Task details | Restate the listing below word for word.
:: Extracted records
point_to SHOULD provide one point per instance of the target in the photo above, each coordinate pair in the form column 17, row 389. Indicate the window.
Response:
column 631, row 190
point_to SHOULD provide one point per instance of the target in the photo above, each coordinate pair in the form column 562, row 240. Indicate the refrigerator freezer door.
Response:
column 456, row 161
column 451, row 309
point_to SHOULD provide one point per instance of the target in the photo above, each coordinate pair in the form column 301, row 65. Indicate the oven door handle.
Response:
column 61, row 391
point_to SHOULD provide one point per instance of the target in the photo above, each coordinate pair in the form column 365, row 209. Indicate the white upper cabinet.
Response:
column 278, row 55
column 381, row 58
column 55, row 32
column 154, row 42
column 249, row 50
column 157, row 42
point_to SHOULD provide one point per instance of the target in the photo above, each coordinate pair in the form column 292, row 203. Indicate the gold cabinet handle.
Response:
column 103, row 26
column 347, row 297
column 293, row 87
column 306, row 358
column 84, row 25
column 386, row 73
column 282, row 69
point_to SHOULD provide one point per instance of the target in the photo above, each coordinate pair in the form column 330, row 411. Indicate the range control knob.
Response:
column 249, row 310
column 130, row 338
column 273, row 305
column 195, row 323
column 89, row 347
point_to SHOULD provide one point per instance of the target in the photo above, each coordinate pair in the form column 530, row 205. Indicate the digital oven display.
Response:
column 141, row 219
::::
Result |
point_to SHOULD provide one point per instance of the target in the photo above, each coordinate pair in the form column 17, row 389. Indicate the window.
Response:
column 631, row 190
point_to SHOULD provide one point per instance of the target in the photo above, each coordinate pair in the form column 562, row 240. Indicate the refrigerator freezer door.
Response:
column 456, row 161
column 451, row 309
point_to SHOULD provide one point per instance of the target in the photo above, each coordinate pair in the form column 301, row 65. Indicate the oven door handle.
Response:
column 61, row 391
point_to SHOULD provide one point per instance of the target in the photo above, each coordinate pair in the form column 365, row 209. Indicate the white upper cabinet.
Response:
column 278, row 55
column 381, row 58
column 55, row 32
column 154, row 42
column 249, row 50
column 157, row 42
point_to SHOULD provide one point per instance of the target in the photo above, each coordinate pair in the form column 292, row 203. Indicate the gold cabinet handle.
Response:
column 103, row 26
column 347, row 297
column 293, row 87
column 306, row 358
column 84, row 25
column 386, row 73
column 282, row 69
point_to SHOULD provide one point per instance of the target in the photo above, each coordinate pair in the form column 330, row 411. Indicate the range control knob.
Response:
column 249, row 310
column 130, row 338
column 273, row 305
column 195, row 323
column 89, row 347
point_to SHOULD provide one point per instance of the target in the photo above, each coordinate pair in the form column 530, row 205. Indicate the digital oven display.
Response:
column 141, row 219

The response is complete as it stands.